» EXERCISE DESCRIPTION: Reproduce all of the material below word for word, keeping every line in its original order.

Records taken from a dataset
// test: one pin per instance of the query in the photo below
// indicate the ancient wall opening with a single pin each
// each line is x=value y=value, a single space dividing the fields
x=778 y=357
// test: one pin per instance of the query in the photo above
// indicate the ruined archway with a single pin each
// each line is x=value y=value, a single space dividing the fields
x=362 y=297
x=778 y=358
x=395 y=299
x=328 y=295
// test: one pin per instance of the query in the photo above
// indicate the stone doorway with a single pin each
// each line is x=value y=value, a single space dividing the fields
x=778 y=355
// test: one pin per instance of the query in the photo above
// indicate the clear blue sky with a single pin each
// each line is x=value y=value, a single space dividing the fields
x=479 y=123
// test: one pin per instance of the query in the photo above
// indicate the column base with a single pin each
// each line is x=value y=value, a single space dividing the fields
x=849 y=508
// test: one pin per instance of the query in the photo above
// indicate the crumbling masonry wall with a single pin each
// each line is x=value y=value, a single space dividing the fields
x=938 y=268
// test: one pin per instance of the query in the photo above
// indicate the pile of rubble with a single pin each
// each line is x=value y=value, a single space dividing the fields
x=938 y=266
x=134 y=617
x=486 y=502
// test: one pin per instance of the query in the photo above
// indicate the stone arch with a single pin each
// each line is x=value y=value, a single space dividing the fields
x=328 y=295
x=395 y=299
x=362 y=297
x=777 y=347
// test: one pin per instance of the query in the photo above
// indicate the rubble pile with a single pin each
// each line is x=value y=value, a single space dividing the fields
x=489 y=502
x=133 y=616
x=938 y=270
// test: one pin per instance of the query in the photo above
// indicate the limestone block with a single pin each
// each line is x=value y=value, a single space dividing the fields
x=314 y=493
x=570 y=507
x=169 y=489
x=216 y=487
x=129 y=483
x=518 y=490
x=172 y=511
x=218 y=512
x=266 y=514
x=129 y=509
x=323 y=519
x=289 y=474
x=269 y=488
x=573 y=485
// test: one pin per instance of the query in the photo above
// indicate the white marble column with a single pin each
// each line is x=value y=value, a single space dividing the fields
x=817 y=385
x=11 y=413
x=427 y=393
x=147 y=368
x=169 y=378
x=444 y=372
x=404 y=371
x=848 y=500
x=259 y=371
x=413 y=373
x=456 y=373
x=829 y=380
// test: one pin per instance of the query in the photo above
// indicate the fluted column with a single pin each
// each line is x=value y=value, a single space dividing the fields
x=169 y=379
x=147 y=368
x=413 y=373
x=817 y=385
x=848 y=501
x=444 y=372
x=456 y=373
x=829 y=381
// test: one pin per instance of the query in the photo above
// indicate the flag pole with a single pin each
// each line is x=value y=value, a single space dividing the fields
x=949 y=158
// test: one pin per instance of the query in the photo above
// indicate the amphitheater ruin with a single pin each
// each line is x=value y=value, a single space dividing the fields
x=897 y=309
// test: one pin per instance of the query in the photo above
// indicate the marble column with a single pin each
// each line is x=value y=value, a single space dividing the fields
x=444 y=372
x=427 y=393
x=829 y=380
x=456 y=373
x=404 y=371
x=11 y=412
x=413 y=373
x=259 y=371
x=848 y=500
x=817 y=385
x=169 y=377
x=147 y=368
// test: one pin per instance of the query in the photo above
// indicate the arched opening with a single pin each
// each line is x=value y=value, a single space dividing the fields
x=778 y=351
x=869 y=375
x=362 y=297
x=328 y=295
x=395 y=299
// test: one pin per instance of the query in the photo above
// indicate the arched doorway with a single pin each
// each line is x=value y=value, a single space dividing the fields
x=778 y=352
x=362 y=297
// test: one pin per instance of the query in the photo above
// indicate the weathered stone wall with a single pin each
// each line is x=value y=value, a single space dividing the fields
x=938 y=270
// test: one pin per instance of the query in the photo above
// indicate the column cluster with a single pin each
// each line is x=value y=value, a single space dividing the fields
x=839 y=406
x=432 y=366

» OUTPUT FOR THIS EXERCISE:
// test: one pin per instance of the query in the photo below
// indicate the ancient wall opening with a single pin each
// each line is x=value y=value, a single space dividing the fields
x=778 y=357
// test: one pin per instance of the query in the photo above
// indicate the ruined archway with a single pin each
// each line is x=value y=value, a single space dividing the fields
x=362 y=297
x=778 y=358
x=395 y=299
x=328 y=295
// test: one pin per instance of the query in the photo above
// indicate the stone doorway with a single pin each
// each line is x=value y=value, a single space dividing the fields
x=778 y=355
// test: one pin per instance of the query in the photo above
// indicate the clear blue sky with a single pin each
// each line is x=value y=value, a single space dividing the fields
x=479 y=123
// test: one pin per instance of the query in the photo above
// indicate the column base with a single pin each
// each line is x=value y=value, a single space dividing the fields
x=849 y=508
// test: one pin per instance of the query in the photo above
// indicate the crumbling masonry wall with a single pin each
// each line is x=value y=value, a single space dividing the fields
x=938 y=268
// test: one pin per instance of the query in the photo above
// indicate the pile of rubble with a single pin each
// each line is x=value y=value, a single space dividing the fields
x=938 y=266
x=134 y=617
x=486 y=502
// test: one pin per instance of the query in the photo above
// indicate the stone arch with a single pin each
// each line is x=value y=value, a single space dividing the fields
x=328 y=295
x=395 y=299
x=362 y=297
x=777 y=347
// test: one pin per instance of the query in the photo above
// indicate the rubble pile with a single pin each
// each line is x=value y=value, a single space dividing the fields
x=489 y=502
x=133 y=616
x=938 y=270
// test: one pin per instance of the query in the photo above
// indicate the limestone block with a single pin each
// each line is x=value y=value, a single space dividing the fields
x=314 y=493
x=570 y=507
x=169 y=489
x=216 y=487
x=129 y=483
x=518 y=490
x=172 y=511
x=218 y=512
x=266 y=514
x=129 y=509
x=323 y=519
x=289 y=474
x=269 y=488
x=573 y=485
// test: one pin per instance of the query in the photo above
// indicate the white marble column with a single pin each
// each line is x=value y=value, a single space dividing the fields
x=817 y=385
x=11 y=413
x=427 y=393
x=147 y=368
x=169 y=378
x=444 y=372
x=404 y=371
x=848 y=500
x=259 y=371
x=413 y=373
x=456 y=373
x=829 y=380
// test: one pin per instance of the query in the photo above
// indicate the fluted column with a single pin each
// each line is x=value y=value, a single space dividing the fields
x=169 y=379
x=147 y=368
x=413 y=373
x=817 y=385
x=848 y=501
x=444 y=372
x=456 y=373
x=829 y=381
// test: one pin per instance of the query in the photo above
// indicate the flag pole with a single pin each
// each line is x=value y=value, a single space dividing the fields
x=949 y=158
// test: one pin per instance of the query in the photo above
// indicate the amphitheater ruin with a single pin each
// each line is x=value y=value, a single space dividing the fields
x=897 y=309
// test: one pin per instance of the query in the photo above
// indicate the marble column with a single pin each
// each line is x=value y=value, a single space dividing the fields
x=444 y=372
x=427 y=393
x=829 y=380
x=456 y=373
x=404 y=371
x=11 y=412
x=413 y=373
x=259 y=371
x=848 y=500
x=817 y=385
x=169 y=377
x=147 y=368
// test: one pin per instance of the query in the photo above
// indicate the arched opening with a single pin each
// each line is x=value y=value, a single space dividing the fields
x=778 y=351
x=869 y=375
x=362 y=297
x=328 y=295
x=395 y=299
// test: one pin per instance of the query in the photo above
// indicate the arched doorway with a single pin each
// each line is x=value y=value, a single space dividing the fields
x=778 y=352
x=362 y=297
// test: one pin per instance of the query in the photo above
// indicate the weathered stone wall with a single pin each
// each line is x=value y=value, a single space dividing the fields
x=938 y=270
// test: one pin per instance of the query in the photo above
// indicate the column cluster with a single pin each
// each line is x=value y=value, a single space dividing the fields
x=839 y=406
x=432 y=366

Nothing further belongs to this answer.